═══ Document
Post#345 » by lessthanjake » Sun Aug 31, 2025 12:04 pm

theonlyclutch wrote:
lessthanjake wrote:Yep, they weren’t podcasting and then they realized they need a career after professional basketball in order to keep anything like their current standard of living, and decided to start on that before they were done playing. In a general sense, that’s also what’s going on with a lot of the examples One_and_Done was aiming to reference. Of course, the point isn’t that Draymond and Paul George are truly similarly situated financially to NBA players in the 1960s. I think the bad faith here would be reading my post to be saying that, particularly given the second paragraph of my post. The point is rather that the mere fact of doing other work while playing professional basketball really does not mean that NBA players are *poor*. They made a good living in the 1960s.

No, but it does mean that the more marginal players (I. E most of them) aren't working hard to stay in the league, or get in the league, because of vastly lower opportunity costs if they have to go back out to another career, and that sort of competition (or lack thereof) trickles upwards.

lessthanjake wrote:The person I was responding to has repeatedly used data about average salaries in that era compared to today. We might prefer data on the median or different percentiles, but I am not aware of any such data, so I can’t exactly use data I am unaware of (and that probably doesn’t even exist).

Also, I do just want to note that we really aren’t exactly interested here in the incentives of the median NBA player or some minimum-salary player. All we really care about for these purposes is what the incentives were for people who would be the very best at basketball, because that’s the only thing that’s really relevant to determining whether lesser incentives would make the guys who were the best in that era not be the best in an era with more incentive to play professional basketball. Of course, as I’ve posted in this thread already, the very best players may not know beforehand that they are that good, so their incentives may arguably be based on a lesser expectation. But that isn’t necessarily true, since the guys in that era who would be the best pretty much knew they were great when they played in college. And one could say that they might not have played college basketball if professional basketball was less lucrative, but getting a college scholarship was a hefty incentive to play in college either way (more on that later).
══════
* **Request 1**
List every forum username and every player named in the basketball forum post.
* **Request 2**
Carry the basketball forum post on from its final sentence, keeping the same argument about player incentives in the 1960s.
The entries after the basketball forum post are separate material and have no connection to it.
═══ Record list
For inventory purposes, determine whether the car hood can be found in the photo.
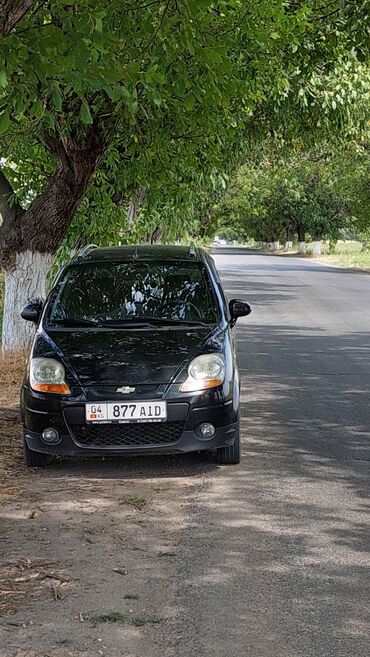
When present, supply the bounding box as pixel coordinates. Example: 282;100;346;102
33;326;223;386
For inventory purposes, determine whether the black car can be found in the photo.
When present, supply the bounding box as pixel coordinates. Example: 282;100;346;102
21;246;250;466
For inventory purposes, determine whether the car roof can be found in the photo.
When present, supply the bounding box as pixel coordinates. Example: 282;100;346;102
73;244;207;264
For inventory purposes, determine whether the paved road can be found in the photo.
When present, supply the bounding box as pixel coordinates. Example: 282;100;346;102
168;249;370;657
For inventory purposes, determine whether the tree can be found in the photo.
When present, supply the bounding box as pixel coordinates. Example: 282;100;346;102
0;0;34;38
0;0;366;349
216;149;353;242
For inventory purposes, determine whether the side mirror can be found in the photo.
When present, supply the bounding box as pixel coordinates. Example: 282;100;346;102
21;301;42;324
229;299;252;326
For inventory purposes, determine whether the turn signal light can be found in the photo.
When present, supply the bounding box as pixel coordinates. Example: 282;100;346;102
180;378;223;392
32;383;71;395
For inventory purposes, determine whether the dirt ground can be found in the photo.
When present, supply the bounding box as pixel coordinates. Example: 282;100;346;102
0;360;212;657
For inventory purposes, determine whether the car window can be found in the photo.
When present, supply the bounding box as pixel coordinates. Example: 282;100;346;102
46;261;219;326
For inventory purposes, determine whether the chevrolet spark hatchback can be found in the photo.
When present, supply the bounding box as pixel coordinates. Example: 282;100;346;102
21;246;250;466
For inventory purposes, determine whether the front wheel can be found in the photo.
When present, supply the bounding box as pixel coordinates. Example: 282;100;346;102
217;422;240;465
23;438;53;468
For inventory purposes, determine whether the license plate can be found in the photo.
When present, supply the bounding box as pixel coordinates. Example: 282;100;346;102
85;401;167;424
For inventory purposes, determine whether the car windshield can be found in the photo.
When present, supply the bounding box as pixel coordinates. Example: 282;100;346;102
46;261;219;327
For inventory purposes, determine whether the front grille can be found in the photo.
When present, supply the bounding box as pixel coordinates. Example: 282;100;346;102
69;422;184;447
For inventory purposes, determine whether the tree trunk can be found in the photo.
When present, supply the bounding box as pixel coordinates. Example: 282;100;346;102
0;124;105;351
298;224;306;242
312;240;321;255
127;185;148;224
3;251;52;351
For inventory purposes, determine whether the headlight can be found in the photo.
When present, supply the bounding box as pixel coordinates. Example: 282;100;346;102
30;358;71;395
180;354;225;392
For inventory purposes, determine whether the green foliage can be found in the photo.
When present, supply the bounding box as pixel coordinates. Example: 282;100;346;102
0;0;368;254
215;145;359;242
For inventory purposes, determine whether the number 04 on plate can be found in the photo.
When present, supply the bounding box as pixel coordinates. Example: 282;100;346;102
85;401;167;424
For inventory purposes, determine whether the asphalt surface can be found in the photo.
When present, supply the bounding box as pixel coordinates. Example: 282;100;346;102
166;248;370;657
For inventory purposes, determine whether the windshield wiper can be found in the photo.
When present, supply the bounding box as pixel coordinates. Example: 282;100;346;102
101;317;212;328
52;317;102;328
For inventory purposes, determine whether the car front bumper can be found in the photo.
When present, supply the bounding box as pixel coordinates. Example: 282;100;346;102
22;387;239;456
24;422;237;456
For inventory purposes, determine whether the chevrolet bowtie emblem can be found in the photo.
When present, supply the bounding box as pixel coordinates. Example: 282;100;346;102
116;386;136;395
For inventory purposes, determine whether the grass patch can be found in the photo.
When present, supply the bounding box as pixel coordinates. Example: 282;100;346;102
0;352;27;409
90;611;130;627
119;495;146;511
90;611;161;627
131;616;161;627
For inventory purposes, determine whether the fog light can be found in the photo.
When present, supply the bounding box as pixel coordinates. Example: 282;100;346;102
197;422;216;440
41;429;60;444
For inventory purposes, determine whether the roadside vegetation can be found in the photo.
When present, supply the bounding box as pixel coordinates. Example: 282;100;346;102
0;0;369;351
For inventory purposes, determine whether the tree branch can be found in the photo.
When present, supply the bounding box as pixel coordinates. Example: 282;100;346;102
0;0;34;38
0;166;20;211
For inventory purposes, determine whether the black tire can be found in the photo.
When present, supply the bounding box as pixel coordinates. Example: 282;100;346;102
23;438;53;468
217;422;240;465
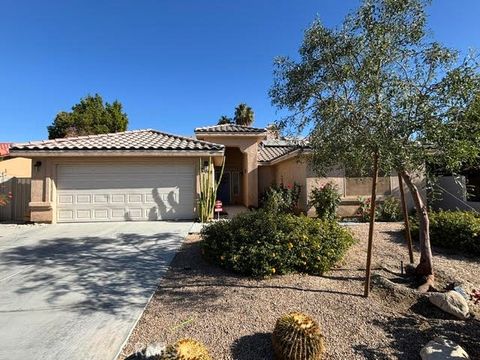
══════
* **Right answer 1**
lessthanjake, theonlyclutch, One_and_Done, Draymond, Paul George

* **Right answer 2**
So yeah, it’s a bit complicated but I’m really not sure we care about what the incentives were for minimum-salary guys. If the minimum-salary type of guys were worse because those types of guys weren’t incentivized to play basketball but all the very best people still ended up playing basketball, then the guys who were the best in that era shouldn’t be downplayed as if there might have been guys who were better than them that simply didn’t play basketball. Of course, “all the very best people still ended up playing basketball” is not necessarily right (in fact, my guess is that it isn’t quite right—as I mentioned in the post you’ve quoted), but the higher-end salaries are probably the more important factor to assessing to what degree we think that was true.

NBA role players are still some of the very best players at playing basketball, and provide the competition/support that stars needed.

It's like arguing the current NBA would take no dip in quality if everyone from the 7th man onwards made 100k and were driving ubers/moonlighting for Meta in the offseason instead of focusing on their games to stay on the gravy train.

lessthanjake wrote:
NBA first set a rookie minimum of $10,000 during the '68-69 season, with vets getting $12.5k, this is against U.S median household income of c. 9.2k USD. https://www.apbr.org/labor.html#:~:text=Prior%20to%20the%201968%2D69%20season%2C%20the%20union,$12%2C500%20in%201968%2D69%20and%20$13%2C500%20in%201969%2D70.


I think you’re not really internalizing that these numbers are *very* consistent with my post. Let’s remember that the people playing basketball are in their 20s, and often not from very privileged backgrounds. If the *minimum* that these young guys would make is above the overall median household income (which is made up of data points that predominantly include incomes of much older people, as well as some multi-income households even back then), that’s extremely likely to be substantially higher than anything they could otherwise get.

For reference, median household income now is about $85k. That 10k is 8.7% higher than the 9.2k median income you mention. So that NBA minimum salary you reference is roughly equivalent to about $90-95k now. That’s way higher than the typical salary for people in their twenties (which is somewhere in the zone of 40k to 60k, depending on exact age: https://www.bls.gov/charts/usual-weekly-earnings/usual-weekly-earnings-current-quarter-by-age.htm). And that’s the *minimum* NBA salary that year. So I’d say this data strongly suggests that I was right in saying that “it was substantially more money than the vast majority of those players could make doing anything else.”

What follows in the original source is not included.